▶ _EXTRACTED TEXT_
━━━━━━━━
Course basics

Goals: (1) Download Rstudio (2) Get Git (3) Teach you the essentials of Rmarkdown (4) Integrate (1)-(3).

Joseph Bulbulia https://josephbulbulia.netlify.app (Victoria University of Wellington)https://www.wgtn.ac.nz , Johannes Karl https://johannes-karl.com (Victoria University of Wellington)https://www.wgtn.ac.nz
2021-FEB-23

To do:

Download R

R is freely available for download at: https://www.r-project.org/ Please make sure that you have a current version of R-studio desktop on your machine

Download R-Studio desktop

Rstudio desktop is also freely available for download at:

https://rstudio.com/products/rstudio/download/#download

Please make sure that you have the current version of R-studio desktop on your machine

Read about Rmarkdown

Read Danielle Navarro’s brief account of Rmarkdown here

This is a thorough rmarkdown workshop. You might quickly feel lost. Don’t worry about. We only expect you to acquire the basics this week.

Rmarkdown workshop

Who is this course for?

For those of you who always wanted to learn R but never thought they could, this course is for you.

How will you benefit from this course?

You’ll learn how to use R, and Github, and we’ll teach you the fundamentals of statistics with a focus thinking not on rules.

You’ll learn how to learn – that is, how to obtain the resources you need to address a problem at hand.

By the end of the course, you’ll know how to:

Data skills:

  1. perform your data analysis in R
  2. document your analysis and collaborate in GitHub
  3. create a publication-ready article, with tables and graphs
  4. create a free personal website on github.

Statistical skills:

  1. learn the importance of knowing your question
  2. learn how to collect data that bears on your question
  3. learn how to explore your data visually
  4. learn how to avoid common modelling pitfalls
  5. learn how to improve your inference using multi-level models

Our approach to teaching and learning

This course is designed to provide you with basic understanding, useful tips, and some guide rails for learning. Our main task is to give you the confidence, and the inspiration, for independent learning.

What is R?

In a nutshell

R is a free programming language and software environment for statistical computing (for download links see here: Windows, Mac).

History

R is the brainchild of Ross Ihaka and [Robert Gentleman](https://en.wikipedia.org/wiki/Robert_Gentleman_(statistician). It was created at the University of Auckland, where Ross Ihaka remains a professor of statistics.
━━━━━━━━
▶ _DATASET ROWS_
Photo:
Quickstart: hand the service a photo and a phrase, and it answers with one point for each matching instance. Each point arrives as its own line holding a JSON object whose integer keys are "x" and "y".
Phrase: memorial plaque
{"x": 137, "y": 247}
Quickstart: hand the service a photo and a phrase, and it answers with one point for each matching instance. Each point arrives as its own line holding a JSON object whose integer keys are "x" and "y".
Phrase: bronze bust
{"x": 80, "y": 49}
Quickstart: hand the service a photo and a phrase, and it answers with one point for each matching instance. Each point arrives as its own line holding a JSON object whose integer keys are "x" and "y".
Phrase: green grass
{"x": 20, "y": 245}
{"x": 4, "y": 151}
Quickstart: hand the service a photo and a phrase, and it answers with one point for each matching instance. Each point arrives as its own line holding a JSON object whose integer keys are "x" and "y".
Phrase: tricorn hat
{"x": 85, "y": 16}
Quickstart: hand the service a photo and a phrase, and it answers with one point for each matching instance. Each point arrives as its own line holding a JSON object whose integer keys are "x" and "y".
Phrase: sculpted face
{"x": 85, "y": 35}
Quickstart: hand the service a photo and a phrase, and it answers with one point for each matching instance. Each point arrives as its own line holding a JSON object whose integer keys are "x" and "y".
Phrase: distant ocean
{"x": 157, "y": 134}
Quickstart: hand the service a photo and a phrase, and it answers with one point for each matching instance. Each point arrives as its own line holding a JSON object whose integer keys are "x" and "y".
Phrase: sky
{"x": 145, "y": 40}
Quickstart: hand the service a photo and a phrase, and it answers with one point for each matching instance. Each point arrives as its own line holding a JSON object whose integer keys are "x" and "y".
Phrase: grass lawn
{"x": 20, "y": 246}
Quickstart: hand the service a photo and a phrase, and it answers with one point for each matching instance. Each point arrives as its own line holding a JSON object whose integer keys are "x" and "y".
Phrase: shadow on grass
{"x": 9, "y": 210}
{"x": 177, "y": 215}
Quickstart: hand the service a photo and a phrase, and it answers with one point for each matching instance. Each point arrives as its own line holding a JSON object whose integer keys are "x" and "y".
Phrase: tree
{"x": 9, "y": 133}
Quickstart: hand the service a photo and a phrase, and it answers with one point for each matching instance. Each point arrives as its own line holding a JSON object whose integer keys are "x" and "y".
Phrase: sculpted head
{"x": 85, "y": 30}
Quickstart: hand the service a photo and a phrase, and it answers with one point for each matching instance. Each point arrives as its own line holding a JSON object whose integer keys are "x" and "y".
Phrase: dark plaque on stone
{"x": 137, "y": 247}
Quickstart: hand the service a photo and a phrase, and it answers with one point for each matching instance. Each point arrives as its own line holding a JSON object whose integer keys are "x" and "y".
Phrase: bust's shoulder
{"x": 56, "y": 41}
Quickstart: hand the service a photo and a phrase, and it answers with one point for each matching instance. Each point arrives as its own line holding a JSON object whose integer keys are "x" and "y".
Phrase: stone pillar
━━━━━━━━
▶ _TASKS TO CARRY OUT_
1/ Answer these questions from the R course page, one line each:
(a) What date does the page give?
(b) At which university was R created?
(c) How many statistical skills does the page list?
2/ For each statement, answer yes or no based on the R course page, and quote the words that decide it.
(a) Students are expected to pick up only the basics of Rmarkdown this week.
(b) Rstudio desktop has to be bought.
(c) Ross Ihaka is a professor of computer science.
3/ Pick up the R course page after its last sentence and continue it.

▶ _TASK ANSWERS_
1/
(a) 2021-FEB-23
(b) The University of Auckland
(c) Five

2/
(a) Yes: "We only expect you to acquire the basics this week."
(b) No: "Rstudio desktop is also freely available for download at:"
(c) No: "where Ross Ihaka remains a professor of statistics."

3/
Purpose

R was conceived to be a flexible language for data analysis usable by researchers. Since the initial beta release of R in 2000 the language has gained substantial popularity inside and outside of academia (have a look at this blog post for an interesting analysis). New versions of R are released periodically and can be downloaded and installed to replace the older R version.

What is R Studio?

The IDE

The are many ways for using R on your computer. For the purposes of getting started, we will be using the Integrated Development Environment (IDE): R Studio.

R Studio provides an interface with a number of user-friendly options, including a separate console and editor that has various help and syntax-auto-complete functions, and various tools for plotting, history, data visualization, debugging and work space management. It is important to remember that R and R Studio are not the same thing.

A quick walk through R Studio

GitHub

What is Git/GitHub?

Github is a version control system. It is similar to Google docs, though for code. It is useful for collaboration because code easily breaks. It is only rarely possible to simultaneously work in real time on the same code because it will eventually break. Where and how is not easy to assess.

A second function of GitHub is that it allows us to reconstruct histories of analysis. This is critical for open and reproducible science. This is the main function that we will be examining here.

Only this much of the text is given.